TO BE DONE:
Copy the data below word for word, leaving out the pictures.

-- EXERCISE MATERIALS start --

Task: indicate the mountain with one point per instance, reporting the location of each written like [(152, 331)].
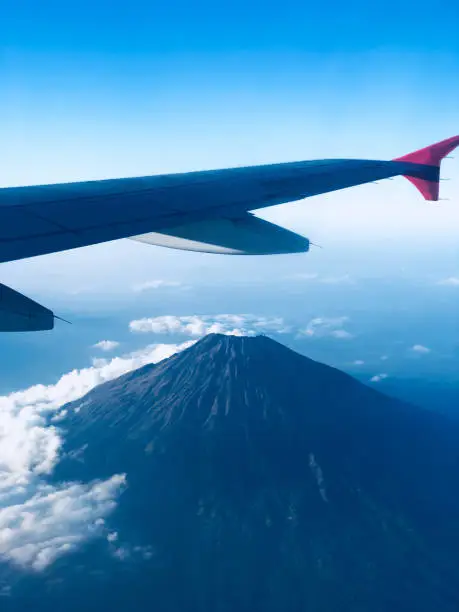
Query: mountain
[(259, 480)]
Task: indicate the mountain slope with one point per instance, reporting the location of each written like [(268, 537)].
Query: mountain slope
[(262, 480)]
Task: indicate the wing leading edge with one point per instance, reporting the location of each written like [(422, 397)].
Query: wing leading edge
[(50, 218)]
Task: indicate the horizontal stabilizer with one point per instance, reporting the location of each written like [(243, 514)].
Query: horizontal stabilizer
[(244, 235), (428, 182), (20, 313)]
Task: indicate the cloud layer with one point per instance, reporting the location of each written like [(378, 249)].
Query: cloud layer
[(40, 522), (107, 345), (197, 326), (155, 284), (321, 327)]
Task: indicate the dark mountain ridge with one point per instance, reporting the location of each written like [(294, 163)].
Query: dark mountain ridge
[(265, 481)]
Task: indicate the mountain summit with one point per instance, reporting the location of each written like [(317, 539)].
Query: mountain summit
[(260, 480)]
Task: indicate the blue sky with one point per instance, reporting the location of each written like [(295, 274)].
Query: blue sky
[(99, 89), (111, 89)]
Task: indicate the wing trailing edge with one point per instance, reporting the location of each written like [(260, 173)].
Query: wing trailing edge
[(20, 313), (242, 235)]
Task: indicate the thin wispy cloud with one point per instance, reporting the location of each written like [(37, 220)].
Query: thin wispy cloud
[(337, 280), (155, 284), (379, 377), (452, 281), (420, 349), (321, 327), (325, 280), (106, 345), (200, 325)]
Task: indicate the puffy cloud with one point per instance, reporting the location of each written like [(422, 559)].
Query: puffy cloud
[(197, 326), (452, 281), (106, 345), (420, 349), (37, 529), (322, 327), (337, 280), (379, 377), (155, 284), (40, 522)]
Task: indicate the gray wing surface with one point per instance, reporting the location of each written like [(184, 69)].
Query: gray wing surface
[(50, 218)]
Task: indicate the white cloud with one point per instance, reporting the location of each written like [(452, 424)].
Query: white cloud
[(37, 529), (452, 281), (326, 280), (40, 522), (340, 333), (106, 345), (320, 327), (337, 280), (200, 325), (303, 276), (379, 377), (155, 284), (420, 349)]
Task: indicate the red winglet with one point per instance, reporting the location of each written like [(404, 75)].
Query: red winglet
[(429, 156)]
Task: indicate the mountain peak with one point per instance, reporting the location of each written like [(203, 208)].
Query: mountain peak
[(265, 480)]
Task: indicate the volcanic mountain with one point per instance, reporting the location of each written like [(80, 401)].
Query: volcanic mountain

-- EXERCISE MATERIALS end --

WRITTEN SOLUTION:
Task: indicate the mountain with one point per instance, reporting the location of each written like [(152, 331)].
Query: mountain
[(259, 480)]
Task: indicate the mountain slope with one point per instance, reporting the location of each written like [(268, 537)].
Query: mountain slope
[(262, 480)]
Task: indicate the wing leading edge with one point per instance, reporting the location of each written like [(422, 397)].
Query: wing leading edge
[(50, 218)]
Task: indicate the horizontal stabilizer with one point per instance, reporting the location of each written like [(243, 514)].
Query: horizontal stabilizer
[(244, 235), (428, 182), (20, 313)]
Task: indicate the cloud layer with one point per instance, reporting the location of each written like [(378, 249)].
Query: cloud layer
[(40, 522), (107, 345), (197, 326), (155, 284), (321, 327)]
Task: indicate the dark mountain ridge with one point per instance, reporting the location of each written like [(294, 163)].
Query: dark mountain ridge
[(265, 481)]
Task: indicate the mountain summit with one point per instance, reporting the location of each written like [(317, 539)].
Query: mountain summit
[(260, 480)]
Task: indicate the blue sky with one point per instance, reporting the location of each written like [(295, 274)].
Query: blue sky
[(99, 89), (111, 89)]
Task: indicate the wing trailing edge with one point per instance, reporting the location of each written like [(260, 173)].
Query: wing trailing edge
[(20, 313), (242, 235)]
Task: indicate the thin wispy cloud with one point per instance, reporting the location of each written like [(37, 220)].
Query: thin wispy cloud
[(337, 280), (155, 284), (379, 377), (452, 281), (420, 349), (321, 327), (325, 280), (106, 345), (200, 325)]
Task: indicate the puffy cloud with one point per instance, reporting the location of each written like [(422, 559)].
Query: puffy cloud
[(197, 326), (452, 281), (106, 345), (420, 349), (37, 529), (322, 327), (337, 280), (379, 377), (155, 284), (40, 522)]
Task: indicate the gray wing surface with one point per instance, reporting the location of each written like [(184, 69)].
Query: gray wing surface
[(50, 218)]
Task: indicate the white cloud with one point per instance, reporting the location of each written like [(452, 424)].
Query: white cloud
[(37, 529), (452, 281), (326, 280), (40, 522), (340, 333), (106, 345), (320, 327), (337, 280), (200, 325), (303, 276), (379, 377), (155, 284), (420, 349)]
Task: indicate the red winglet with one point per instance, reporting the location of each written like [(404, 75)].
Query: red winglet
[(429, 156)]
Task: indicate the mountain peak with one point per instance, reporting the location of each written like [(203, 208)].
Query: mountain peak
[(265, 480)]
Task: indicate the volcanic mountain with one point per instance, reporting the location of each written like [(80, 401)].
Query: volcanic mountain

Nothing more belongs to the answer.